== Exercise ==
Each line below is to be set down again exactly.

Saved data entries
════════════════

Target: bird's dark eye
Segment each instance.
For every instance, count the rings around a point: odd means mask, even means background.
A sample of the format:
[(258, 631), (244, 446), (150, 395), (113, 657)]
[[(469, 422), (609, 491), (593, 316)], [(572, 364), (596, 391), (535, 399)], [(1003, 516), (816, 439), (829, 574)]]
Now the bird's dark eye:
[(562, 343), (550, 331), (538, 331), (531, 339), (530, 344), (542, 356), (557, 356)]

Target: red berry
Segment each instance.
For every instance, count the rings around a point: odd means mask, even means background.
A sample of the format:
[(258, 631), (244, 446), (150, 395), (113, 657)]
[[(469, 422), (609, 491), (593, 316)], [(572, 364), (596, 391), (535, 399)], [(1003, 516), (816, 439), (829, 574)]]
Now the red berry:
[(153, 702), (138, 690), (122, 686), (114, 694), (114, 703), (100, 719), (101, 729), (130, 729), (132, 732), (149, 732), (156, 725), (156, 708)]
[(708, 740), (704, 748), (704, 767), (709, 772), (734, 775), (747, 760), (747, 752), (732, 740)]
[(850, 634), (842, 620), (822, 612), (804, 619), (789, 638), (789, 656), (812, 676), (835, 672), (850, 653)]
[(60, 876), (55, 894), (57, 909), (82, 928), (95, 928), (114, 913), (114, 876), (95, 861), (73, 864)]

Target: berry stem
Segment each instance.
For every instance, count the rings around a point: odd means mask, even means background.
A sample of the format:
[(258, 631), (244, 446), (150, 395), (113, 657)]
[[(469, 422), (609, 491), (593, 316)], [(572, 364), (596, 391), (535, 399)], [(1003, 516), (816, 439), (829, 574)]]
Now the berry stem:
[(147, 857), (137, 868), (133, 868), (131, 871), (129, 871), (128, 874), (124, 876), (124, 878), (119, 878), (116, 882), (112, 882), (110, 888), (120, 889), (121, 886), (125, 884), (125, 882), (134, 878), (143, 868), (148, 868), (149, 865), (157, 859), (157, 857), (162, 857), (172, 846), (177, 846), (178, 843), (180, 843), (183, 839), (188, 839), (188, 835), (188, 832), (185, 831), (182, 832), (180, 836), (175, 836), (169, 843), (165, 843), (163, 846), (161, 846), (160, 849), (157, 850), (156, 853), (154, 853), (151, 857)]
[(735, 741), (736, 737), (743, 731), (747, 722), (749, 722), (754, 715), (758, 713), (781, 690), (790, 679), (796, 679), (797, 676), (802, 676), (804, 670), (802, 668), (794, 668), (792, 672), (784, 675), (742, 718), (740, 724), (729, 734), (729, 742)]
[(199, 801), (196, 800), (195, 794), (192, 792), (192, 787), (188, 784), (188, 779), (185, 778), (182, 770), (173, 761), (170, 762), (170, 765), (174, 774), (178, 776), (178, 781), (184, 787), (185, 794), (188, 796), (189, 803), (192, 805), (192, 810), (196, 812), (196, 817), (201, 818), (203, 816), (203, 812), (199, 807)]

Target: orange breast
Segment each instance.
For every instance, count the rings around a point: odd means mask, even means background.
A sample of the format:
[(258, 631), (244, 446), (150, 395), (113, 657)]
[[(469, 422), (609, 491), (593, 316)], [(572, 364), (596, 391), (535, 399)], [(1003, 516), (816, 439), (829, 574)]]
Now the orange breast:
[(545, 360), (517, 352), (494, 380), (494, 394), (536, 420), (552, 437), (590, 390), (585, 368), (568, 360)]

════════════════

== Result ==
Target: bird's dark eye
Segment each instance.
For every instance, count the rings around a point: odd means mask, even means background.
A sample of the format:
[(258, 631), (244, 446), (150, 395), (113, 657)]
[[(469, 422), (609, 491), (593, 316)], [(572, 364), (596, 391), (535, 399)], [(1003, 516), (816, 439), (829, 574)]]
Now the bird's dark eye:
[(562, 343), (550, 331), (538, 331), (531, 339), (530, 344), (542, 356), (557, 356)]

Target: red berry
Segment each instance.
For every instance, count the rings around a point: odd means mask, even means background.
A sample of the format:
[(258, 631), (244, 446), (150, 395), (113, 657)]
[[(469, 422), (609, 491), (593, 316)], [(572, 364), (596, 391), (535, 399)], [(1003, 516), (816, 439), (829, 574)]]
Now the red berry:
[(153, 702), (138, 690), (122, 686), (114, 694), (114, 703), (100, 719), (101, 729), (130, 729), (132, 732), (149, 732), (156, 725), (156, 708)]
[(708, 740), (704, 748), (704, 767), (709, 772), (734, 775), (747, 760), (747, 752), (732, 740)]
[(850, 634), (842, 620), (822, 612), (804, 619), (789, 638), (789, 656), (812, 676), (835, 672), (850, 653)]
[(60, 876), (55, 894), (57, 909), (82, 928), (95, 928), (114, 913), (114, 876), (95, 861), (73, 864)]

Target: berry stem
Segment each instance.
For every instance, count the rings around a point: odd means mask, even means background.
A sample of the format:
[(258, 631), (244, 446), (150, 395), (113, 657)]
[[(469, 422), (609, 491), (593, 316)], [(572, 364), (596, 391), (535, 399)], [(1003, 516), (816, 439), (829, 574)]]
Now the berry stem:
[(147, 857), (137, 868), (133, 868), (131, 871), (129, 871), (128, 874), (124, 876), (124, 878), (119, 878), (116, 882), (112, 882), (110, 888), (120, 889), (121, 886), (125, 884), (125, 882), (134, 878), (143, 868), (148, 868), (149, 865), (157, 859), (157, 857), (162, 857), (172, 846), (177, 846), (178, 843), (180, 843), (183, 839), (188, 839), (188, 835), (188, 832), (185, 831), (182, 832), (180, 836), (175, 836), (169, 843), (165, 843), (163, 846), (161, 846), (160, 849), (157, 850), (156, 853), (154, 853), (151, 857)]
[(735, 741), (736, 737), (743, 731), (747, 722), (749, 722), (754, 715), (758, 713), (781, 690), (790, 679), (796, 679), (797, 676), (802, 676), (804, 670), (802, 668), (794, 668), (792, 672), (784, 675), (742, 718), (740, 724), (729, 734), (729, 742)]
[(199, 801), (196, 800), (195, 794), (192, 792), (192, 787), (188, 784), (188, 779), (185, 778), (182, 770), (173, 761), (170, 762), (170, 765), (174, 774), (178, 776), (178, 781), (184, 787), (185, 794), (188, 796), (189, 803), (192, 805), (192, 810), (196, 812), (196, 817), (201, 818), (203, 816), (203, 812), (199, 807)]

Target: orange breast
Segment each instance.
For every instance, count the rings around a point: odd means mask, even means background.
A sample of the format:
[(258, 631), (244, 446), (150, 395), (113, 657)]
[[(469, 422), (609, 491), (593, 316)], [(572, 364), (596, 391), (535, 399)], [(1003, 516), (816, 439), (829, 574)]]
Now the orange breast:
[(545, 360), (517, 352), (494, 380), (494, 394), (536, 420), (552, 437), (590, 390), (585, 368), (568, 360)]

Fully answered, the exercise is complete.